List the things that the closing paragraph of the passage on public funding says to tell your local politician to do more of.
-------- Provided passage --------
So, for all these reasons and others, we should be supporting and funding our public institutions. In the conversations about what the government spends money on, it doesn’t get said enough that taxes aren’t a cost; they’re an investment, and we should choose to invest in good things for everyone, rather than on ways to punish people we don’t like. It just seems like an obvious conclusion? If I had more money, I’d get a better place to live and make it more comfortable and give myself stuff that lets me do the things I want, not, I guess, buy a bunch of weapons to assault people who leave shopping carts in the parking lot. There’s too much talk of who “deserves” help, and how helping “the wrong people” (which ultimately is everyone, if you follow all the talking points) will somehow hurt everyone. It would be really neat if we stopped worrying about that and just gave everyone the stuff they need, you know? It’s weird and perverse that anyone is arguing that the only way to help our most struggling communities is to starve them of money and resources, and then heavily police them so they don’t do drugs or sell sex.
That being said, for as much as I could go on about how bad those things are, and for as much as we need people explaining that stuff, I’m not that good at it. I don’t have all the figures and history books at my side to quote properly. It’s also important that we talk about how much everyone would benefit from public services, to lead from a place of joy and comfort. Like today, with the warm and fuzzies I expressed about the library. And I’ve generally enjoyed my experiences with being on public transit. I have the most experience in Nashville, where it’s not a very good system, and I’d still rate the buses as nice places to be. I feel like a city person on the bus or subway, and I like that feeling. It’s nice to be around other people going about their days, to see places and people you’d otherwise never see all cooped up in your high speed metal death trap. And when I was interning in DC, I had a great time with the metro. I could actually get places quickly and easily from anywhere in town, without having a vehicle. I’d love to live somewhere I didn’t have to own a car!
To conclude, I guess call your local politician and tell them to do more library and bus and park. The taxes we give to the government aren’t theft of a weird alien bureaucracy that descended on us out of left field; it’s a bill we pay in exchange for the things the government we made to do for our benefit. We should be feeling that benefit every day.
-------- Supplied data --------
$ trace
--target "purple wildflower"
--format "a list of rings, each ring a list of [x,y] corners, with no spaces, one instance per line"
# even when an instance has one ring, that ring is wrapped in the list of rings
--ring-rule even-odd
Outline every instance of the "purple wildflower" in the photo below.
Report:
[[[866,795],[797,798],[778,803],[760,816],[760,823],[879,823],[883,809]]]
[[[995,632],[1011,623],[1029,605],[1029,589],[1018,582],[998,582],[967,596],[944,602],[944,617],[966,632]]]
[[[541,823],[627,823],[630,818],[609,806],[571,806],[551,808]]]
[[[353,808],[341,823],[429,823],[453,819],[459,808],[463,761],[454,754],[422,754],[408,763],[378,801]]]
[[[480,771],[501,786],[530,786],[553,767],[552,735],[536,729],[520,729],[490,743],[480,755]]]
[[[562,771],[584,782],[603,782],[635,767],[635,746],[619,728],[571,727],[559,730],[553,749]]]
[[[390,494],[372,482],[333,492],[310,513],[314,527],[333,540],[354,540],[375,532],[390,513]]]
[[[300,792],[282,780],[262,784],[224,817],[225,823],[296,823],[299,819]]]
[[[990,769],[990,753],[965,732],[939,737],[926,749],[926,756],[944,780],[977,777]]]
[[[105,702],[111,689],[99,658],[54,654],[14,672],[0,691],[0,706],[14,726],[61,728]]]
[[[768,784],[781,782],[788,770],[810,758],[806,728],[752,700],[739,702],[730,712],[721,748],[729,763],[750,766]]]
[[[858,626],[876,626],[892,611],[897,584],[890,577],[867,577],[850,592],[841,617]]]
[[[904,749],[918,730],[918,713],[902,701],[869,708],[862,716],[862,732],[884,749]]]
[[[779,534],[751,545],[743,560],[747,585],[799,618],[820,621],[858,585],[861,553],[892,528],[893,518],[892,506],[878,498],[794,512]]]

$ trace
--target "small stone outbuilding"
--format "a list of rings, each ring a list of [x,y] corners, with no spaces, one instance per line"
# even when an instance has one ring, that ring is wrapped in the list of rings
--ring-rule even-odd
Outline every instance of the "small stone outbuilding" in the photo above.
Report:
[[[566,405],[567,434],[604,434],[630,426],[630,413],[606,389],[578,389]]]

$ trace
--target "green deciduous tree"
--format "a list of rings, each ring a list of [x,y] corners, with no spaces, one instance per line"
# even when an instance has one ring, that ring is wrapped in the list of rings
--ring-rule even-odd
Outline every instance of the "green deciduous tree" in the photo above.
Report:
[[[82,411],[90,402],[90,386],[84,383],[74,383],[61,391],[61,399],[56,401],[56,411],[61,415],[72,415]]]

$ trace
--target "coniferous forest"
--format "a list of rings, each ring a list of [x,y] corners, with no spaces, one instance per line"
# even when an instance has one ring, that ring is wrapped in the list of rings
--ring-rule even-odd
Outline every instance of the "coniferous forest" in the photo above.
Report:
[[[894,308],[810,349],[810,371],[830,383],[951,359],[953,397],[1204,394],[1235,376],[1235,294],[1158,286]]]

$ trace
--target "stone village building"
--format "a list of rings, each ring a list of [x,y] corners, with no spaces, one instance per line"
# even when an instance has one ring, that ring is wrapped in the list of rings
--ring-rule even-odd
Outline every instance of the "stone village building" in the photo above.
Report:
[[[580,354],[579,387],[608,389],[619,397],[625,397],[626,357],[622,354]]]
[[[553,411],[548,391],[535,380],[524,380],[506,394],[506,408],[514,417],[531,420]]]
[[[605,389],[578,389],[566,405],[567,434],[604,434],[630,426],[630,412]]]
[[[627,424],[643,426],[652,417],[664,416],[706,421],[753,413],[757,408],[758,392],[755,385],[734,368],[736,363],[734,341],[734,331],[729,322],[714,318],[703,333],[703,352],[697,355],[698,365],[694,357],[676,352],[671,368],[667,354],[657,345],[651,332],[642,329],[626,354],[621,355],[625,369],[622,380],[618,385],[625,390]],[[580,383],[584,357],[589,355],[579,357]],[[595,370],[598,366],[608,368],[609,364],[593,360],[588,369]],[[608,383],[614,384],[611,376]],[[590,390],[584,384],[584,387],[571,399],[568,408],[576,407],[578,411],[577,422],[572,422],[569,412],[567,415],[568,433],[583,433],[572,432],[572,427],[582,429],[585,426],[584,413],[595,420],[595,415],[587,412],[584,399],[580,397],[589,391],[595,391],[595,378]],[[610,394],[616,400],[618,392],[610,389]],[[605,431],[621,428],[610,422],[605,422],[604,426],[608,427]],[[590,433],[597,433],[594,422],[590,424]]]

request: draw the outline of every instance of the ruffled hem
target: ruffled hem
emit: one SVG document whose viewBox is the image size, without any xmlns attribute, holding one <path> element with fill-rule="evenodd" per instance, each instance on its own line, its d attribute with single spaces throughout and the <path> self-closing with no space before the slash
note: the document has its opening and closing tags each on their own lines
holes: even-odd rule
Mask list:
--------
[Response to this exercise]
library, bus, park